▶ [Aim of the task]: The data below is to be set down exactly.

▶ [Recorded data]:
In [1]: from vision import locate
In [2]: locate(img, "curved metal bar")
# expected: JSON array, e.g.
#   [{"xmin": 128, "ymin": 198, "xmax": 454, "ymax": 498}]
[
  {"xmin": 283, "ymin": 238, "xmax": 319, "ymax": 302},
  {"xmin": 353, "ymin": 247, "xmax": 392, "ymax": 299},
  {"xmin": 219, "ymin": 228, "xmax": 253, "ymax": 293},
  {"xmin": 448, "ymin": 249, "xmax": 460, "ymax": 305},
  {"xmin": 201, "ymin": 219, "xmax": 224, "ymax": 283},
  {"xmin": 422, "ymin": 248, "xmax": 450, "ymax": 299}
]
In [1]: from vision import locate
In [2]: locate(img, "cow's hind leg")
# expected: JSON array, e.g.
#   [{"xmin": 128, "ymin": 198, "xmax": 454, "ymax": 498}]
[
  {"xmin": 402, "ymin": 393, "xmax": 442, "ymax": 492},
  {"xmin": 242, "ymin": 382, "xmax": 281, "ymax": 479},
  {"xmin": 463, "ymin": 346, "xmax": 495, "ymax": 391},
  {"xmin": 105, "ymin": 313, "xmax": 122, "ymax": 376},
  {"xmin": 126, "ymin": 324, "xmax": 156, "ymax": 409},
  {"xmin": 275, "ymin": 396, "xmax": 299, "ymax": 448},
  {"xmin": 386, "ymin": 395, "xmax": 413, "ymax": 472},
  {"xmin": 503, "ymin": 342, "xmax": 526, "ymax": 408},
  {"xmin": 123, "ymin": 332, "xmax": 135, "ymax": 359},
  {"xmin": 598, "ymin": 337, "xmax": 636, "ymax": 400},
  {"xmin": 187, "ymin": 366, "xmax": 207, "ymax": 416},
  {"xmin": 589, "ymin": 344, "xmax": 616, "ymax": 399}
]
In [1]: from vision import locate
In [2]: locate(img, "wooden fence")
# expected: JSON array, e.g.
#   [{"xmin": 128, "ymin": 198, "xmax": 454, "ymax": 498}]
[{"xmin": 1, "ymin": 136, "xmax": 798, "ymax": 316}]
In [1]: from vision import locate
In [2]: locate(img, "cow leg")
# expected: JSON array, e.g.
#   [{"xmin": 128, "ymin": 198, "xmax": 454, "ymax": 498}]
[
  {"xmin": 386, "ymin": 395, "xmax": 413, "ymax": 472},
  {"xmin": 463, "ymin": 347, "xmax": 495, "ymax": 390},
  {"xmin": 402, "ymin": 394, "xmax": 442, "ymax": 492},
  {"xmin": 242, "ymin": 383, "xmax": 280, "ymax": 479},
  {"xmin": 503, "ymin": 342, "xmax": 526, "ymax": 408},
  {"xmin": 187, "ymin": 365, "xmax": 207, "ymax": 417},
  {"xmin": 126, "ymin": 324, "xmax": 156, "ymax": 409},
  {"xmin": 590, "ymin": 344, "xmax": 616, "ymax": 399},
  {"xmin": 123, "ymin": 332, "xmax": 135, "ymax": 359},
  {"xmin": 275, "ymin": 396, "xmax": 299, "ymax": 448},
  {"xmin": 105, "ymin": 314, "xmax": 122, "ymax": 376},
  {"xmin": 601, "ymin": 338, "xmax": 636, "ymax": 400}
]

▶ [Completed exercise]:
In [1]: from vision import locate
In [2]: locate(img, "curved metal bar")
# expected: JSON array, e.g.
#   [{"xmin": 128, "ymin": 198, "xmax": 454, "ymax": 498}]
[
  {"xmin": 283, "ymin": 238, "xmax": 319, "ymax": 302},
  {"xmin": 353, "ymin": 247, "xmax": 392, "ymax": 299},
  {"xmin": 219, "ymin": 228, "xmax": 253, "ymax": 293},
  {"xmin": 448, "ymin": 249, "xmax": 460, "ymax": 305},
  {"xmin": 201, "ymin": 219, "xmax": 224, "ymax": 283},
  {"xmin": 422, "ymin": 248, "xmax": 450, "ymax": 299}
]
In [1]: from vision import locate
In [2]: locate(img, "cow's hind leg")
# expected: JSON array, e.g.
#   [{"xmin": 128, "ymin": 198, "xmax": 454, "ymax": 498}]
[
  {"xmin": 402, "ymin": 393, "xmax": 442, "ymax": 492},
  {"xmin": 242, "ymin": 382, "xmax": 281, "ymax": 479},
  {"xmin": 463, "ymin": 346, "xmax": 495, "ymax": 391},
  {"xmin": 105, "ymin": 313, "xmax": 122, "ymax": 376},
  {"xmin": 126, "ymin": 324, "xmax": 156, "ymax": 409},
  {"xmin": 275, "ymin": 396, "xmax": 299, "ymax": 448},
  {"xmin": 386, "ymin": 395, "xmax": 413, "ymax": 472},
  {"xmin": 503, "ymin": 342, "xmax": 526, "ymax": 408},
  {"xmin": 123, "ymin": 332, "xmax": 135, "ymax": 359},
  {"xmin": 598, "ymin": 337, "xmax": 636, "ymax": 400},
  {"xmin": 187, "ymin": 366, "xmax": 207, "ymax": 416},
  {"xmin": 589, "ymin": 344, "xmax": 616, "ymax": 399}
]
In [1]: from vision import locate
In [2]: locate(img, "wooden fence")
# expected: JSON array, e.g.
#   [{"xmin": 128, "ymin": 198, "xmax": 454, "ymax": 498}]
[{"xmin": 1, "ymin": 136, "xmax": 798, "ymax": 316}]
In [1]: from vision import locate
In [2]: locate(img, "cow leg")
# expected: JSON array, e.g.
#   [{"xmin": 128, "ymin": 198, "xmax": 454, "ymax": 498}]
[
  {"xmin": 386, "ymin": 395, "xmax": 413, "ymax": 472},
  {"xmin": 463, "ymin": 347, "xmax": 495, "ymax": 390},
  {"xmin": 402, "ymin": 394, "xmax": 442, "ymax": 492},
  {"xmin": 242, "ymin": 383, "xmax": 280, "ymax": 479},
  {"xmin": 503, "ymin": 342, "xmax": 526, "ymax": 408},
  {"xmin": 187, "ymin": 365, "xmax": 207, "ymax": 417},
  {"xmin": 126, "ymin": 324, "xmax": 156, "ymax": 409},
  {"xmin": 590, "ymin": 344, "xmax": 616, "ymax": 399},
  {"xmin": 123, "ymin": 332, "xmax": 135, "ymax": 359},
  {"xmin": 275, "ymin": 396, "xmax": 299, "ymax": 448},
  {"xmin": 105, "ymin": 314, "xmax": 122, "ymax": 376},
  {"xmin": 601, "ymin": 338, "xmax": 636, "ymax": 400}
]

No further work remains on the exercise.